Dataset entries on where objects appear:
* start *

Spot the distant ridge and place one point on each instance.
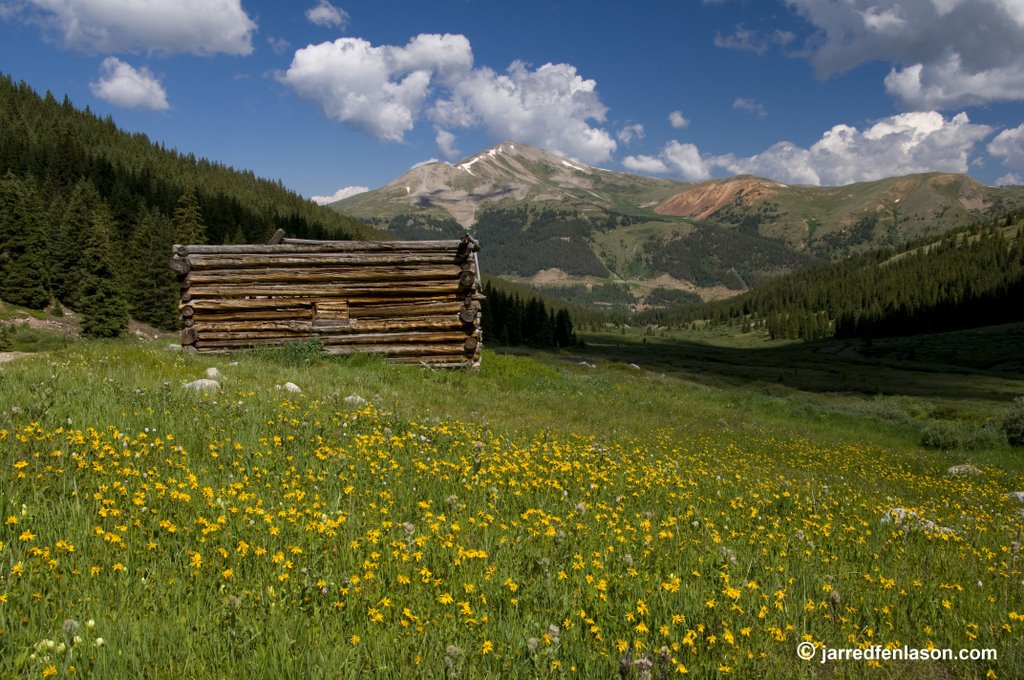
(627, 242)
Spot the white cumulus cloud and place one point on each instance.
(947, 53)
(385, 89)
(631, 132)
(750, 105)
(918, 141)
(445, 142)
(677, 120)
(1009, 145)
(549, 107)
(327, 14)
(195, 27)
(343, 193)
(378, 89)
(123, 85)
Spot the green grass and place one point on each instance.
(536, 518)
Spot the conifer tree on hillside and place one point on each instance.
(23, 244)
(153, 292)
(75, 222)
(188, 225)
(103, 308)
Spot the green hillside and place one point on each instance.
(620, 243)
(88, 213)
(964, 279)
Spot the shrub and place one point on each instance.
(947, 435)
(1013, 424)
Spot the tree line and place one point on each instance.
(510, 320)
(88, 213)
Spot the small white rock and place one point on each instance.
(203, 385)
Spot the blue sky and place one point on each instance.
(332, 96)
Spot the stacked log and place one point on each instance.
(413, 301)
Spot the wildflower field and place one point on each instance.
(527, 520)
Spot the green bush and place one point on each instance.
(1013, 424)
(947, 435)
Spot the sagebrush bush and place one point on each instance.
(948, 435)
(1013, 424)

* end *
* start *

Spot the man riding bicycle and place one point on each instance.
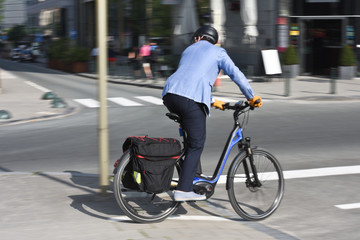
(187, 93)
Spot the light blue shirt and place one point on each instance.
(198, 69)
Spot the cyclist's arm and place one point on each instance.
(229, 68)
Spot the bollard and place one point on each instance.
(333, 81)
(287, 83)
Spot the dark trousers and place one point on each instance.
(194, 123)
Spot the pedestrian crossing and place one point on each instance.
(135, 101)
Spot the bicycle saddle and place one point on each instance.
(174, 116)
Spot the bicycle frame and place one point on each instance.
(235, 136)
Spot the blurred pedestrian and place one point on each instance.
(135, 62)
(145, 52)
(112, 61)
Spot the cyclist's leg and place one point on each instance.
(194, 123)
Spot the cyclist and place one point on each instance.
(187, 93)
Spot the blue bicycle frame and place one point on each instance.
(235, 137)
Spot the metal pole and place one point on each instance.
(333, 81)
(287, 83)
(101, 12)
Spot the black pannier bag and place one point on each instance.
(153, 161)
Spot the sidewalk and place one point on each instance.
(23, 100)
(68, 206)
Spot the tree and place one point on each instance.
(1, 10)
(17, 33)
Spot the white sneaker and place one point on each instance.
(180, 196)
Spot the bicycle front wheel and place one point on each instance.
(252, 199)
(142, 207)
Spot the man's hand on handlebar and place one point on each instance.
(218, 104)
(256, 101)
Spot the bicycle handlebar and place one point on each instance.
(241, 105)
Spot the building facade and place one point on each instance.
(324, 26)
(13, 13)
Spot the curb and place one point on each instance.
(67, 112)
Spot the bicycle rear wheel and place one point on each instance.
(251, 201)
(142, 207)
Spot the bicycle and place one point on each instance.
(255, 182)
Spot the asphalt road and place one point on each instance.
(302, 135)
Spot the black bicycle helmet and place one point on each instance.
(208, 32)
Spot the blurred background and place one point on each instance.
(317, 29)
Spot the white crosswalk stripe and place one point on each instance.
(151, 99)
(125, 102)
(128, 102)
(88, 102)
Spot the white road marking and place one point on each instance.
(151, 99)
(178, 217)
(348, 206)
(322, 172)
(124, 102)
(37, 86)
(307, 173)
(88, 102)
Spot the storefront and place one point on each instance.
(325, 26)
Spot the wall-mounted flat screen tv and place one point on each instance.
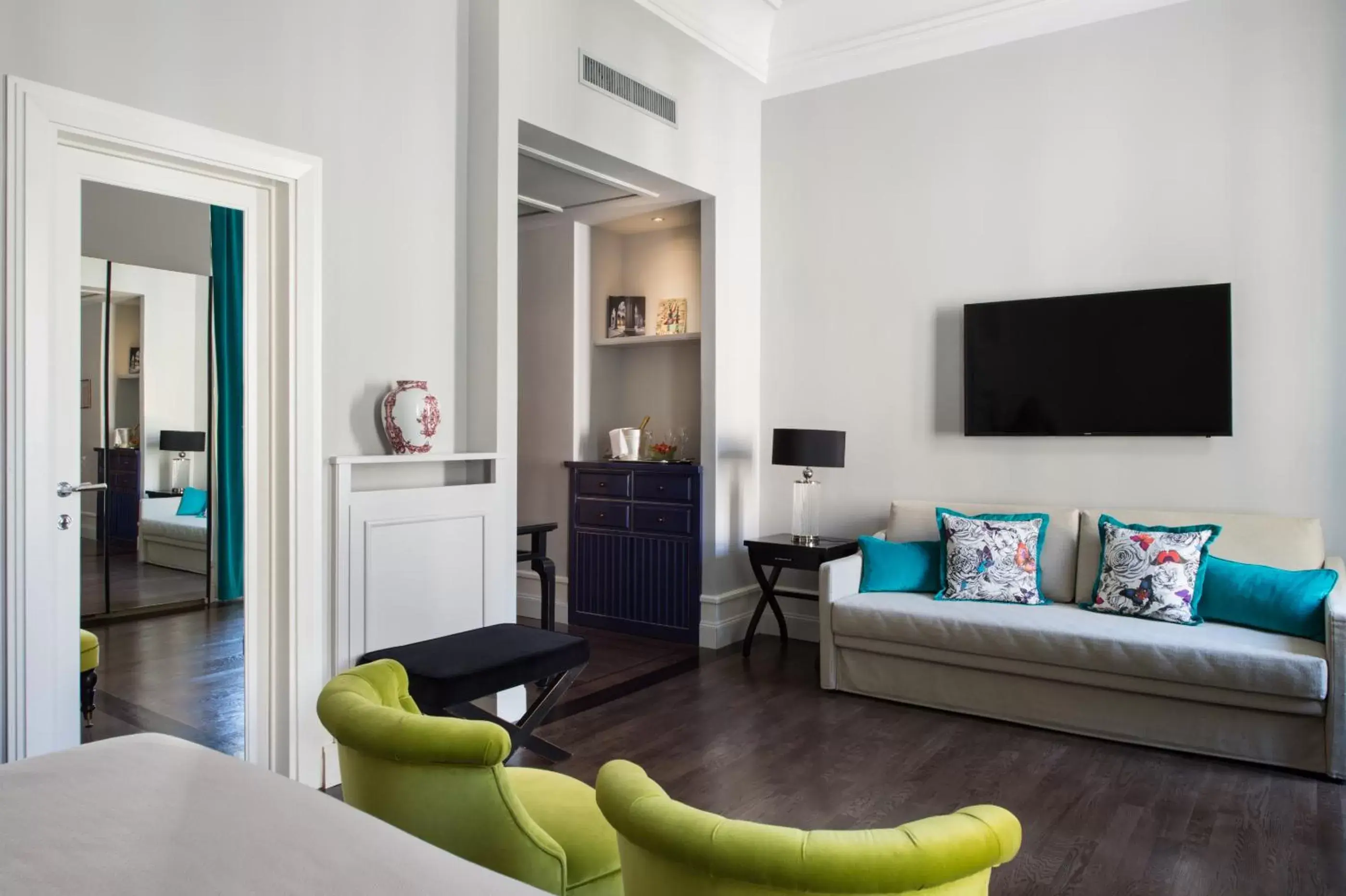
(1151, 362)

* end *
* start *

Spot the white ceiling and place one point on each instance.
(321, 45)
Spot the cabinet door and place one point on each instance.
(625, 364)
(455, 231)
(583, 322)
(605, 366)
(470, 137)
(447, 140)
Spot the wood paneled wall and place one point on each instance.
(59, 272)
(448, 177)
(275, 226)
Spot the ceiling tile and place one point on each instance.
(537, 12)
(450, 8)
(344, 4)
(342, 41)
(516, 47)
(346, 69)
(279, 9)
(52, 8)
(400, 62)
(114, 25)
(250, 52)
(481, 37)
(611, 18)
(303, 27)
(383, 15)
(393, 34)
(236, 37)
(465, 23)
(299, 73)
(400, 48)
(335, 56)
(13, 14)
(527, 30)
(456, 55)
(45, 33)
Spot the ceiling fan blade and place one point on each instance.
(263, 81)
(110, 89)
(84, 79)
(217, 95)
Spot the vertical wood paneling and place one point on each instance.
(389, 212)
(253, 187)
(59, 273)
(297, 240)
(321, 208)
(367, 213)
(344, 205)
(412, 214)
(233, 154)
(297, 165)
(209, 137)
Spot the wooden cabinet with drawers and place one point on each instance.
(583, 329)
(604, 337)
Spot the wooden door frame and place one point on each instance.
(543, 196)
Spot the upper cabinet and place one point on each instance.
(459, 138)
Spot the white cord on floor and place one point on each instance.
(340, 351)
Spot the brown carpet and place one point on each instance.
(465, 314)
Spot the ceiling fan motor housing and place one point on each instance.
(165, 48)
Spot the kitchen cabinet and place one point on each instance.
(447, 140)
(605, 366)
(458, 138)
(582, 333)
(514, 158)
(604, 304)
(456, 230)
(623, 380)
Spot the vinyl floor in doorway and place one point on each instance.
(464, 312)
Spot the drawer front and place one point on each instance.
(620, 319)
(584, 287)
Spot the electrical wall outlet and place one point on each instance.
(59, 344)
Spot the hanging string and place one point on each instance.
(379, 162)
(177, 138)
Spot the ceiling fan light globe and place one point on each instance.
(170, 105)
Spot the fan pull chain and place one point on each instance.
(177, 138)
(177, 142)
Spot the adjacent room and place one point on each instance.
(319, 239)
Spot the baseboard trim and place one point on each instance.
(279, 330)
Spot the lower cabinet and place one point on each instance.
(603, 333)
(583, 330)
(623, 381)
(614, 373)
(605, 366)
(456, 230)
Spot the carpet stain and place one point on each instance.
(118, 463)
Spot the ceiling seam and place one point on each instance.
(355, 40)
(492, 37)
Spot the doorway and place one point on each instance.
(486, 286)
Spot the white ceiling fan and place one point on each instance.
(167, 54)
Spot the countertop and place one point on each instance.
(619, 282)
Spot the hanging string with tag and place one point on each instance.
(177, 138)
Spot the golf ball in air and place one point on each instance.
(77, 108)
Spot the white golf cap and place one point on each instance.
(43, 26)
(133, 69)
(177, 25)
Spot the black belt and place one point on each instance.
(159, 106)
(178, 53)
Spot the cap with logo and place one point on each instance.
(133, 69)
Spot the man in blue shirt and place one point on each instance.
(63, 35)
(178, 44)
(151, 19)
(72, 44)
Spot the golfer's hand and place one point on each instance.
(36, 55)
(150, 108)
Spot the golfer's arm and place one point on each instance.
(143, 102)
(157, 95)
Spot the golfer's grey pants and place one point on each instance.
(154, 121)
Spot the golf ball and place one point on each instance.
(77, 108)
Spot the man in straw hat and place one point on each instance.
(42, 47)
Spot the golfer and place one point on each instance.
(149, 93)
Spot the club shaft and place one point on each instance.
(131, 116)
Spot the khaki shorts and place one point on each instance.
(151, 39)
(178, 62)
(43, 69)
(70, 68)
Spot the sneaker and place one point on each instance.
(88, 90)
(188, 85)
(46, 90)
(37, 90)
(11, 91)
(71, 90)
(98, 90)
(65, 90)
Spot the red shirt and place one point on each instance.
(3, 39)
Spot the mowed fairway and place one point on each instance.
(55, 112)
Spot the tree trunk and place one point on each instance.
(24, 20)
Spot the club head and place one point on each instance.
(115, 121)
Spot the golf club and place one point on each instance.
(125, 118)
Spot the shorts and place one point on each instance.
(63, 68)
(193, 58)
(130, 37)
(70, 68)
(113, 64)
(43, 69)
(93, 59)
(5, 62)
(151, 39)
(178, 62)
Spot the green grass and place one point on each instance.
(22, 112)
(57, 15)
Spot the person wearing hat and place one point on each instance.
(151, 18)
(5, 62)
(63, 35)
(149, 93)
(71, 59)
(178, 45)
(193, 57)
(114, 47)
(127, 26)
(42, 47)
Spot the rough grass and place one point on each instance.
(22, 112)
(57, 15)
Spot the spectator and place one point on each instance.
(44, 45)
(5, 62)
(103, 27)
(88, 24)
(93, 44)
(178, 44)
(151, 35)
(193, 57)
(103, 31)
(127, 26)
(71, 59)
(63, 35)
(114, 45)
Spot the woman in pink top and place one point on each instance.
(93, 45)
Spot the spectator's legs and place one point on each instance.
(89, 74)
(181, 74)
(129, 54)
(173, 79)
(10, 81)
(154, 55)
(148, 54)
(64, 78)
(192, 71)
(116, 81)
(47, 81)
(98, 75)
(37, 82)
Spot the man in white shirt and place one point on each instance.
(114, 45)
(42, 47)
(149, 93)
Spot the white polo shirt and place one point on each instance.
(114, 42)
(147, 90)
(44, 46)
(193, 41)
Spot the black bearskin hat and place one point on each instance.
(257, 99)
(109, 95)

* end *

[Request]: Please copy out the entries word for word, from the line containing "Spot the tree and" through the line containing "(1151, 362)", including both of those lines. Leave the pictures out of your answer.

[In response]:
Spot the tree and place one point on each instance.
(1, 10)
(17, 33)
Spot the white sneaker and place one point on each instance.
(180, 196)
Spot the bicycle front wheel and place one point on each instance.
(252, 199)
(142, 207)
Spot the man's hand on handlebar and place one point on each instance.
(218, 104)
(256, 101)
Spot the bicycle handlebar and place one point on each instance.
(241, 105)
Spot the building facade and place one point on each instance.
(324, 26)
(13, 13)
Spot the curb and place one point on each instance.
(67, 112)
Spot the bicycle rear wheel and place one point on each instance.
(251, 201)
(142, 207)
Spot the bicycle and place one point on each instance.
(255, 182)
Spot the asphalt road and place one point on each instance.
(302, 135)
Spot the black bicycle helmet and place one point on each instance.
(208, 32)
Spot the blurred background and place one point on each instance.
(317, 29)
Spot the white crosswalk stripe and place one point on each instance.
(151, 99)
(125, 102)
(128, 102)
(88, 102)
Spot the white road marking and place one point on each instance.
(151, 99)
(178, 217)
(348, 206)
(322, 172)
(124, 102)
(37, 86)
(307, 173)
(88, 102)
Spot the storefront and place one point on each instance.
(325, 26)
Spot the wall-mounted flat screen tv and place one point on each instance.
(1151, 362)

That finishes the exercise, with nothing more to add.